Working data =>
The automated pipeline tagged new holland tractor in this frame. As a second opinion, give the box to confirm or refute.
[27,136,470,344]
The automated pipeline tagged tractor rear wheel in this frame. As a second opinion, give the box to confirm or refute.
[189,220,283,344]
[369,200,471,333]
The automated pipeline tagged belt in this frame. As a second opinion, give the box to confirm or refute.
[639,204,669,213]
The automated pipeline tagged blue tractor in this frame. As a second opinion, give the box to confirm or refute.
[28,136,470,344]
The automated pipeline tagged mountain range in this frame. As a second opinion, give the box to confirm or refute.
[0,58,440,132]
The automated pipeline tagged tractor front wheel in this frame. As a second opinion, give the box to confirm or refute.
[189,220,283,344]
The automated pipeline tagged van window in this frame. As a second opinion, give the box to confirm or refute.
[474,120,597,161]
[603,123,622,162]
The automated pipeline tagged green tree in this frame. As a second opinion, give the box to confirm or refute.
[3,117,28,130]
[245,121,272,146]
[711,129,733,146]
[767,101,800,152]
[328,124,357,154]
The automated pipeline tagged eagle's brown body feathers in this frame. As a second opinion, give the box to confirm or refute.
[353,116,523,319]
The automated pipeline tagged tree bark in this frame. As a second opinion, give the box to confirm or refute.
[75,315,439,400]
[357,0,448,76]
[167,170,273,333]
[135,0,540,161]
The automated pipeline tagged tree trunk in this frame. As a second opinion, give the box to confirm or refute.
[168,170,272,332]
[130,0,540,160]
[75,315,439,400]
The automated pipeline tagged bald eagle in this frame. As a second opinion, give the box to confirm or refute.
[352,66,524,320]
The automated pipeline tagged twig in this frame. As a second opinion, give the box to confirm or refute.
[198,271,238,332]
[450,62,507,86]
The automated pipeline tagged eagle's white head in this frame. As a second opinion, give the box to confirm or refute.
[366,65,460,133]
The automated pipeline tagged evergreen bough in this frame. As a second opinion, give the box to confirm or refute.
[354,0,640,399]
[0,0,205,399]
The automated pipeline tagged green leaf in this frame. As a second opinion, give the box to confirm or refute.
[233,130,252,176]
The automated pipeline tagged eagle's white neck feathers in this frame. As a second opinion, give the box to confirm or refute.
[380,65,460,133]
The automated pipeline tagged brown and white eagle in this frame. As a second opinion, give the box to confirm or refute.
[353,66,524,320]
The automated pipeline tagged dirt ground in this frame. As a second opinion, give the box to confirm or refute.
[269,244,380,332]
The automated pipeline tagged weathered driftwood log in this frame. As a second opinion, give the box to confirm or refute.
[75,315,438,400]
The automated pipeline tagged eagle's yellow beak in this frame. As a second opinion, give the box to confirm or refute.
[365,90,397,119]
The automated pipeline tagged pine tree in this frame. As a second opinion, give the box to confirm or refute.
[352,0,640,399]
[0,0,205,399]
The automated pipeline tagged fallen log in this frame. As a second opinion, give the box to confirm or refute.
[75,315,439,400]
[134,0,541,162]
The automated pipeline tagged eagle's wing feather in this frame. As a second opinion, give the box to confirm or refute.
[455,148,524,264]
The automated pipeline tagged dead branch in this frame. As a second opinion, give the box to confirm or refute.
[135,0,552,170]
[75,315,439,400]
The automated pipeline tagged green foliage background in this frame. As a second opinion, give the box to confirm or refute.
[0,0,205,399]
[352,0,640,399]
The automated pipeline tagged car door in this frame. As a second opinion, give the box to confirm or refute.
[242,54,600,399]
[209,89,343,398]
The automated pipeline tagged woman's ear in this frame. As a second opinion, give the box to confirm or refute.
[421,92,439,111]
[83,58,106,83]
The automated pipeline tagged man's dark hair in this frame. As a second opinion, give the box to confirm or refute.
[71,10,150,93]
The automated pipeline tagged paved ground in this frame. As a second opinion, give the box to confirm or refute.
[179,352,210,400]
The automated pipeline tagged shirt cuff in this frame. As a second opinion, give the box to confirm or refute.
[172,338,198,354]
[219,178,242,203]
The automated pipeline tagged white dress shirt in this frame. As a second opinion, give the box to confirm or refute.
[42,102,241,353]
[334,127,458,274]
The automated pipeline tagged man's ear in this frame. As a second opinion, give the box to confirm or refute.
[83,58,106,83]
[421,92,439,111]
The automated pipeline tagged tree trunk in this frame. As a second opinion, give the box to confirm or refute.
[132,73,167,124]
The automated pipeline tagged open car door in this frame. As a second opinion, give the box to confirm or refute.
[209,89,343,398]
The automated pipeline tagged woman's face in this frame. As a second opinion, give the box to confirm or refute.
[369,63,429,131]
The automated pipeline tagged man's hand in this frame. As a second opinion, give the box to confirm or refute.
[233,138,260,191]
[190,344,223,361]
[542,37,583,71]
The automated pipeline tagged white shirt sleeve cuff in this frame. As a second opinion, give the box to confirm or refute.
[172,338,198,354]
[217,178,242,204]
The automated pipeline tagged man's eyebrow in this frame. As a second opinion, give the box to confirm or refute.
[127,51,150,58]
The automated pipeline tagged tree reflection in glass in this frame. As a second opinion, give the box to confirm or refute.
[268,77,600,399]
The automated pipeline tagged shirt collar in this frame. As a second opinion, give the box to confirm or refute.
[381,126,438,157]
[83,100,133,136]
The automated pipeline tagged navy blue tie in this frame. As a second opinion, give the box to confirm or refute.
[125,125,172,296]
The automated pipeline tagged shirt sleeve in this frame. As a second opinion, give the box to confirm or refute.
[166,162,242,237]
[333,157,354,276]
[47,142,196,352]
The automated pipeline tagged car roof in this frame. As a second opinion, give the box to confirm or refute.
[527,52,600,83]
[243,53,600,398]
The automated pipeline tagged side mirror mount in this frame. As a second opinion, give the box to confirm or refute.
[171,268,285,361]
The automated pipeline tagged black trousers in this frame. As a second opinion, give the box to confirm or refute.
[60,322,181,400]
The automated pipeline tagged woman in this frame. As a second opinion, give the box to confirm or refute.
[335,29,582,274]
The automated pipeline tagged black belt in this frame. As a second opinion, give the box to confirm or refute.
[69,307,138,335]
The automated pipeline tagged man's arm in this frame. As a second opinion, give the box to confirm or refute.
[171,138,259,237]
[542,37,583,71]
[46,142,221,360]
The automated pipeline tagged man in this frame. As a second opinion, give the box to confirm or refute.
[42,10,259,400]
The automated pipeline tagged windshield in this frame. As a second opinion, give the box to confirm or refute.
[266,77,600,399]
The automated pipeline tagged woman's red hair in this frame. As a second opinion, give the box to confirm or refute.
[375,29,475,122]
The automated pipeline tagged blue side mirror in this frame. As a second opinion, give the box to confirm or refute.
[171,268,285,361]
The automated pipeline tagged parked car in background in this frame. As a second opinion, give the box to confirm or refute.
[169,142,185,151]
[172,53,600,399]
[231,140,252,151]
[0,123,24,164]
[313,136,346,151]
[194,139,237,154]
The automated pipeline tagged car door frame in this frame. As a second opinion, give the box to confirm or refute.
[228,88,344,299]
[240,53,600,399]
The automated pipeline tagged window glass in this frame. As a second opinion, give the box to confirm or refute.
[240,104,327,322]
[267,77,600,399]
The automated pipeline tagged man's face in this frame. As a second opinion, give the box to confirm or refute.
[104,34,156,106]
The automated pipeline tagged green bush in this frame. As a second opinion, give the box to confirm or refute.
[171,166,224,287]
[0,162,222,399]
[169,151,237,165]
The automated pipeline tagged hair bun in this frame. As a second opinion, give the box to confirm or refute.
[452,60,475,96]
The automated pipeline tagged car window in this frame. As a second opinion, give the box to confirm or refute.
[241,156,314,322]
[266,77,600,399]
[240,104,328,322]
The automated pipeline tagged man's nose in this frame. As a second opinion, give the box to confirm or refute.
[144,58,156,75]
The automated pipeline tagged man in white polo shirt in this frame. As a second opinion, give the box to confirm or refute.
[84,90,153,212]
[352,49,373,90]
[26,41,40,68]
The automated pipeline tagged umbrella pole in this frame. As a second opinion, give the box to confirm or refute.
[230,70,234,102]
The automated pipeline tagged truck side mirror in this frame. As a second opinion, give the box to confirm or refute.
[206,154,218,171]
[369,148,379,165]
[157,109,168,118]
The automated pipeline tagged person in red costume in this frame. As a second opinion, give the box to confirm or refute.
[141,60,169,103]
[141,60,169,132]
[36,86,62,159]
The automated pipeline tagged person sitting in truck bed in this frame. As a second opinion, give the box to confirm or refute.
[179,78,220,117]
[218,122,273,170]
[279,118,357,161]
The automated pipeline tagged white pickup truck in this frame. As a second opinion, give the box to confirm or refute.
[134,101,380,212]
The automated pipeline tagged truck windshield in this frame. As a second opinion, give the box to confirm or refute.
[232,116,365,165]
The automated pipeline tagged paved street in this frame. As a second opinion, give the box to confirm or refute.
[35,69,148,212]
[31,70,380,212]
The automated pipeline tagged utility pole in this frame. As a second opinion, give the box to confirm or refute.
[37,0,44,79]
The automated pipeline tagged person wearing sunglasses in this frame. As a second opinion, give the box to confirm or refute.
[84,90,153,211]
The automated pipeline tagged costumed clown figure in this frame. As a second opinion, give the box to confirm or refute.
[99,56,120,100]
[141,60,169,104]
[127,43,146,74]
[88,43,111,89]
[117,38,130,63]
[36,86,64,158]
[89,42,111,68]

Task =>
Copy out the records from the line containing "The automated pipeline tagged blue tractor" through the line containing "[353,116,523,319]", both ends included, keeping every line identical to the original.

Completed exercise =>
The automated pipeline tagged blue tractor in this frame. As a second opinion, give the box to confirm or refute.
[28,136,470,344]
The automated pipeline tagged mountain range in this frame. As a second opinion, give the box to confirm or refute.
[0,58,440,132]
The automated pipeline tagged tractor front wheel in this frame. As a second opinion, give the box to confirm or refute.
[189,220,283,344]
The automated pipeline tagged van window in this frame. As a second opinion, give the box to confirm or refute.
[474,120,597,161]
[603,123,622,162]
The automated pipeline tagged green tree in this frame. As a second opinion, give the box to confirm or refute.
[3,117,28,130]
[245,121,272,146]
[711,129,733,146]
[767,101,800,152]
[328,124,357,154]
The automated pipeline tagged eagle's brown body feathers in this frame. As a second opinion, give the box to confirm or refute.
[353,116,523,319]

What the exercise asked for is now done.